What to produce: Copy out all of the material below, swapping every "Keypoints" for "Points" and leaving everything else unchanged.

Dataset excerpts:
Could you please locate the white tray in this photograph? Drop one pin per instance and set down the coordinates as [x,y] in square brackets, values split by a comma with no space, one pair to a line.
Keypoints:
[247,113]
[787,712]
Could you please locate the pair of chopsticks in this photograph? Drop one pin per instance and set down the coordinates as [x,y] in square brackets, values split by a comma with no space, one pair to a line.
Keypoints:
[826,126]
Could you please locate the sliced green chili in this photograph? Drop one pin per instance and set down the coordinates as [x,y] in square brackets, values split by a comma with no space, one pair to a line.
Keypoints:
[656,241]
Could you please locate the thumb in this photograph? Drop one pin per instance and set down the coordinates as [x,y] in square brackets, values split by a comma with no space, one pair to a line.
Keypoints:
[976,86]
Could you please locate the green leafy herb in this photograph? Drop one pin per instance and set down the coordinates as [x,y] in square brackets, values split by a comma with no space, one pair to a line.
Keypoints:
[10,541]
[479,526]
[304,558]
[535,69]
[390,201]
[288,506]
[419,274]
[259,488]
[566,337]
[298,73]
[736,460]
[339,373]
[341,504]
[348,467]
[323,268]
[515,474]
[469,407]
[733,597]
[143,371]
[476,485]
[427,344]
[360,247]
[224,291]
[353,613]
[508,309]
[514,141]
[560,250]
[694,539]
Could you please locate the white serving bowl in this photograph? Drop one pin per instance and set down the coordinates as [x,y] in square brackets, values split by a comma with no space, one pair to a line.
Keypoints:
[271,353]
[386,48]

Response to this task:
Could you please locate the white tray in this photograph? Drop one pin per instance and set down the coordinates as [x,y] in square brackets, values split by a comma with no space, one pair to a line.
Points:
[247,113]
[787,712]
Could you please locate the pair of chopsticks in this photograph? Drop one pin per instance and set down the coordinates as [x,y] in square brackets, values split by a comma with no space, one pair to a line.
Points:
[826,126]
Could you please locate the sliced green chili in this photograph? Drop one pin per instance and set down the coordinates as [x,y] in square brackets, values split by a comma with no space, one pair to a line.
Points:
[656,241]
Could you please locate the thumb in this photograph? Drop one pin per instance and set down the coordinates as [x,y] in square brackets, values split by a comma with no space, one pair to a line.
Points:
[976,86]
Could you please locate the green leafy herb in this photograph? Drop one pin per instance and set down the coordinates as [x,y] in square brackets, values split by a comma with no space, one pair to a line.
Points:
[10,541]
[479,526]
[304,558]
[535,69]
[390,201]
[288,506]
[419,274]
[259,488]
[566,337]
[298,73]
[736,460]
[339,373]
[341,504]
[348,467]
[323,268]
[515,474]
[469,407]
[733,597]
[143,371]
[476,485]
[427,344]
[360,247]
[224,291]
[353,613]
[508,309]
[514,141]
[560,250]
[694,539]
Could you please locate the white serving bowl in this photograph? Drop one pin per instance and set down the coordinates as [x,y] in square brackets, values split by a comma with no space, one pair to a line.
Points:
[271,353]
[386,48]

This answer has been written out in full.